● **Work to complete**
Scan the records below for the line containing "Target: car rear window" and the line containing "Target: car hood". Copy both, plus every line between, exactly.

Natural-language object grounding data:
━━━━━━━━

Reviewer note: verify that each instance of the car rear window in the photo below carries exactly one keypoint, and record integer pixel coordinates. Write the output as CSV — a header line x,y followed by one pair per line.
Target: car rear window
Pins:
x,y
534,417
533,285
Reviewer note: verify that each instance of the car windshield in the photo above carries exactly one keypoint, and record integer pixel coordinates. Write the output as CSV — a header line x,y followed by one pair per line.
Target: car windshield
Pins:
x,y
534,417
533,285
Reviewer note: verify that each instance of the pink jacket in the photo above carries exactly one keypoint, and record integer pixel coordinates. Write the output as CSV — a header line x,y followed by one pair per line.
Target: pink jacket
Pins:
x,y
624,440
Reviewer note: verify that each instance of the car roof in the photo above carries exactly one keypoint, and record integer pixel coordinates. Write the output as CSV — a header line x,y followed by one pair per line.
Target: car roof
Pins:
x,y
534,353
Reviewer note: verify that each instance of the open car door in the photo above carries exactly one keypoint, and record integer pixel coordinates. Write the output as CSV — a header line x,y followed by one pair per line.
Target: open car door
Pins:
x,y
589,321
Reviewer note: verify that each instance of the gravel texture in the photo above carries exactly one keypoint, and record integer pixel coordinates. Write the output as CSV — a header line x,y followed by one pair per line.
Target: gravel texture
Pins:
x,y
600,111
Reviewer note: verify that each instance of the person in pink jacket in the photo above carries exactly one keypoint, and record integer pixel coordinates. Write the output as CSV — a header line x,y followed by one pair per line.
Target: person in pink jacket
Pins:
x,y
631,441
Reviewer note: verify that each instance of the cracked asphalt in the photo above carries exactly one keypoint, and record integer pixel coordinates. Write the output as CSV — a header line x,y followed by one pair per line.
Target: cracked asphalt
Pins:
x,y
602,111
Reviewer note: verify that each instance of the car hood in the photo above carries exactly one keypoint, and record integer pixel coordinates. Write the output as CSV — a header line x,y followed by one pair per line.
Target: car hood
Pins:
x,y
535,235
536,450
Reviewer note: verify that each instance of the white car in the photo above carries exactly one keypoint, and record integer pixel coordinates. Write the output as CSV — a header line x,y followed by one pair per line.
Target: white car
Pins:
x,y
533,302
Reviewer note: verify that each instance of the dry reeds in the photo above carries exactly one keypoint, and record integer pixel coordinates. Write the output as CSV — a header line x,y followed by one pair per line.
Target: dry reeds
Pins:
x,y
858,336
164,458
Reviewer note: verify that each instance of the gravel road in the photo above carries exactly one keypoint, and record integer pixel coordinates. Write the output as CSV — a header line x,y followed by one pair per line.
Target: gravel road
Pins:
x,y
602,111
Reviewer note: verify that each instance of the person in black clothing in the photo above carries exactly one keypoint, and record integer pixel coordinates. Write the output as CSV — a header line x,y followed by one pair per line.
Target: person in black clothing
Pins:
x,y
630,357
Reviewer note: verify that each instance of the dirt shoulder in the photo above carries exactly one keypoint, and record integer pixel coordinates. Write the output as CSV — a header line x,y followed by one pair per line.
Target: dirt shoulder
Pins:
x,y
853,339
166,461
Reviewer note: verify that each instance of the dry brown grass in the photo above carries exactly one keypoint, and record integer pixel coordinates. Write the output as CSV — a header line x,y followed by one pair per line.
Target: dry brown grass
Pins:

━━━━━━━━

● **Task result**
Target: car rear window
Pins:
x,y
534,417
533,285
Reviewer note: verify that each instance of the car windshield in the photo above carries exactly one keypoint, and record integer pixel coordinates. Write the output as CSV — a header line x,y followed by one pair per line.
Target: car windshield
Pins:
x,y
534,417
533,285
Reviewer note: verify that each instance of the pink jacket in the photo above carries exactly one keypoint, and record integer pixel coordinates. Write the output as CSV — a header line x,y followed by one pair per line.
Target: pink jacket
Pins:
x,y
624,440
Reviewer note: verify that each instance of the car roof in the photo above carries exactly one keypoint, and record integer pixel coordinates. Write the output as CSV — a header line x,y followed by one pair per line.
Target: car roof
Pins:
x,y
534,353
Reviewer note: verify that each instance of the open car door in the photo above carries exactly one keypoint, and record integer pixel coordinates. Write the output as CSV — a header line x,y followed by one pair per line.
Target: open car door
Pins:
x,y
589,321
Reviewer note: verify that each instance of the gravel texture in the photo above carries exactly one keypoint, and record integer pixel coordinates. Write the output as CSV — a header line x,y followed by one pair per line.
Target: gravel texture
Pins:
x,y
600,111
Reviewer note: verify that each instance of the person in pink jacket in the photo above carries exactly one keypoint, and record integer pixel coordinates. Write the output as CSV — a header line x,y followed by one pair per line.
Target: person in pink jacket
Pins:
x,y
631,441
Reviewer note: verify that each instance of the cracked asphalt in the photo above carries exactly one keypoint, and record integer pixel coordinates. Write the output as CSV — a header line x,y followed by one pair per line.
Target: cracked asphalt
Pins:
x,y
602,111
Reviewer note: verify that each instance of the car hood in the photo above carries exactly one keypoint, and record integer pixel coordinates. Write the output as CSV — a header line x,y followed by one pair per line.
Target: car hood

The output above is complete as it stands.